Free-text object descriptions:
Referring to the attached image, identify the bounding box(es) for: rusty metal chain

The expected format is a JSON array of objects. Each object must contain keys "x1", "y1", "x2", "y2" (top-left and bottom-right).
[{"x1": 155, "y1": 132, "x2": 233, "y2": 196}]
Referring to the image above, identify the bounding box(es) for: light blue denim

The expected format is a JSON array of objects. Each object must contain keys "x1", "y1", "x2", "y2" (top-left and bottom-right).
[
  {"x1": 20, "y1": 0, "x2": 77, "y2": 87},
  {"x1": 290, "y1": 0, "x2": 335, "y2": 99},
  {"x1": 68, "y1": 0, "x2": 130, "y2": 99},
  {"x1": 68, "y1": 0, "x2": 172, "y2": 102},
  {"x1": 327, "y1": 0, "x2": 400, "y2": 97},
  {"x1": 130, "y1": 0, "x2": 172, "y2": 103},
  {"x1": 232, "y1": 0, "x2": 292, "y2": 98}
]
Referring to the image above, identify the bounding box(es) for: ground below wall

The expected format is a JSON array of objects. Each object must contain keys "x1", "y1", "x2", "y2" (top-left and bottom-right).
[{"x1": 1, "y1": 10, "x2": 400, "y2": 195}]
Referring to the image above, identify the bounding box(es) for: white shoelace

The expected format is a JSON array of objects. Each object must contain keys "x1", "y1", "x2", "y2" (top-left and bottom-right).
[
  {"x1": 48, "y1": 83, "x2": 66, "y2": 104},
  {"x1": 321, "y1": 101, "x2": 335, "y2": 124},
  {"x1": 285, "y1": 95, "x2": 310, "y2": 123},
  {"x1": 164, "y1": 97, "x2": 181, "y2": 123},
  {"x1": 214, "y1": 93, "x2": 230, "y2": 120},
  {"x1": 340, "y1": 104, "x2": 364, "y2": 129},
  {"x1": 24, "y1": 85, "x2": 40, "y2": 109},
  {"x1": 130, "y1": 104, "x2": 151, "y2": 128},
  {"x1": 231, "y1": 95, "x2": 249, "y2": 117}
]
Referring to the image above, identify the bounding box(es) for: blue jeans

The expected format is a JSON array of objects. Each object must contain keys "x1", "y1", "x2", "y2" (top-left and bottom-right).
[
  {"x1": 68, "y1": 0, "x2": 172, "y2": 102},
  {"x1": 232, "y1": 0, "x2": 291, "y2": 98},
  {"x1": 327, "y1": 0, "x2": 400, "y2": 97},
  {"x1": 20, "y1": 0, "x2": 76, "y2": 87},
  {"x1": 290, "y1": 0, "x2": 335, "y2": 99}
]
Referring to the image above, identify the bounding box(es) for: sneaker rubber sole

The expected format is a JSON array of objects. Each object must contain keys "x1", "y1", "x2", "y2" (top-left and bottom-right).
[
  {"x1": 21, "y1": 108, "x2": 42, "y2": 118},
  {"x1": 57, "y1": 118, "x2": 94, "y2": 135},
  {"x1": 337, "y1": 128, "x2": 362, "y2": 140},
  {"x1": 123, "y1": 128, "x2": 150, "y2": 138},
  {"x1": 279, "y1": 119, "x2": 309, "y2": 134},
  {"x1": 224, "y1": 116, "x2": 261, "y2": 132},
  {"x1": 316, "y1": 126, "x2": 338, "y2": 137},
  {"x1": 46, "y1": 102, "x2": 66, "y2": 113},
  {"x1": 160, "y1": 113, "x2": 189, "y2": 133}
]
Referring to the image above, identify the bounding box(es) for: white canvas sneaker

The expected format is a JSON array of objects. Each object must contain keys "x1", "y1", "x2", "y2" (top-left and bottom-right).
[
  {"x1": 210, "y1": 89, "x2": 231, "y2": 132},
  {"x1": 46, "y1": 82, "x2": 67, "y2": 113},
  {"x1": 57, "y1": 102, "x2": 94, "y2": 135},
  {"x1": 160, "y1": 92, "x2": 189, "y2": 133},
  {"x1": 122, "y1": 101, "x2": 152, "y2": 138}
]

Your task ▸
Your task is to print all of the records exactly.

Answer for the task ▸
Referring to the attached image, identify the bounding box(es) for: rusty metal chain

The expected format is a JSON array of objects. Each object must contain keys "x1", "y1", "x2", "y2" (top-left and bottom-right).
[{"x1": 155, "y1": 132, "x2": 233, "y2": 196}]
Referring to the image above, identify the bounding box(es) for: light blue denim

The expected format is a JSON array of objects. Each object must contain keys "x1", "y1", "x2", "y2" (top-left and bottom-right).
[
  {"x1": 20, "y1": 0, "x2": 77, "y2": 87},
  {"x1": 290, "y1": 0, "x2": 335, "y2": 99},
  {"x1": 68, "y1": 0, "x2": 130, "y2": 99},
  {"x1": 68, "y1": 0, "x2": 172, "y2": 102},
  {"x1": 327, "y1": 0, "x2": 400, "y2": 97},
  {"x1": 130, "y1": 0, "x2": 172, "y2": 103},
  {"x1": 232, "y1": 0, "x2": 292, "y2": 98}
]
Referring to the image above, identify the bounding box(es) for: ground below wall

The expected format is a JSON array of objects. Each object must contain keys "x1", "y1", "x2", "y2" (top-left and bottom-right).
[{"x1": 1, "y1": 10, "x2": 400, "y2": 195}]
Referring to the image above, identify the bounding box(es) for: white shoelace

The expected format is a JSON array of objects. Each object must contain keys "x1", "y1", "x2", "y2" (top-left and bottom-right).
[
  {"x1": 48, "y1": 83, "x2": 66, "y2": 104},
  {"x1": 321, "y1": 101, "x2": 335, "y2": 124},
  {"x1": 285, "y1": 95, "x2": 310, "y2": 123},
  {"x1": 164, "y1": 97, "x2": 181, "y2": 123},
  {"x1": 214, "y1": 93, "x2": 230, "y2": 120},
  {"x1": 340, "y1": 104, "x2": 364, "y2": 129},
  {"x1": 24, "y1": 85, "x2": 40, "y2": 109},
  {"x1": 130, "y1": 104, "x2": 151, "y2": 128},
  {"x1": 231, "y1": 95, "x2": 249, "y2": 117}
]
Referring to the image above, identify the bounding box(es) for: blue jeans

The expected format is a JSON array of objects. Each object must contain keys "x1", "y1", "x2", "y2" (top-left and bottom-right).
[
  {"x1": 68, "y1": 0, "x2": 172, "y2": 102},
  {"x1": 232, "y1": 0, "x2": 291, "y2": 98},
  {"x1": 327, "y1": 0, "x2": 400, "y2": 97},
  {"x1": 20, "y1": 0, "x2": 76, "y2": 87},
  {"x1": 290, "y1": 0, "x2": 335, "y2": 99}
]
Referring to the image above, identify the bounding box(es) for: sneaker rubber sole

The expected format is a JSON array of objects. Each object must contain keys "x1", "y1", "x2", "y2" (top-left and bottom-right).
[
  {"x1": 21, "y1": 108, "x2": 42, "y2": 118},
  {"x1": 57, "y1": 118, "x2": 94, "y2": 135},
  {"x1": 337, "y1": 128, "x2": 362, "y2": 140},
  {"x1": 123, "y1": 128, "x2": 150, "y2": 138},
  {"x1": 279, "y1": 119, "x2": 309, "y2": 134},
  {"x1": 224, "y1": 116, "x2": 261, "y2": 132},
  {"x1": 316, "y1": 126, "x2": 338, "y2": 137},
  {"x1": 46, "y1": 102, "x2": 66, "y2": 113},
  {"x1": 160, "y1": 113, "x2": 189, "y2": 133}
]
Referring to the image above, identify the bounding box(es) for: white canvas sneaker

The expected format is a JSON array of objects. Each object must contain keys "x1", "y1", "x2", "y2" (top-left and bottom-right).
[
  {"x1": 210, "y1": 89, "x2": 231, "y2": 132},
  {"x1": 46, "y1": 82, "x2": 67, "y2": 113},
  {"x1": 57, "y1": 102, "x2": 94, "y2": 135},
  {"x1": 160, "y1": 92, "x2": 189, "y2": 133},
  {"x1": 122, "y1": 101, "x2": 152, "y2": 138}
]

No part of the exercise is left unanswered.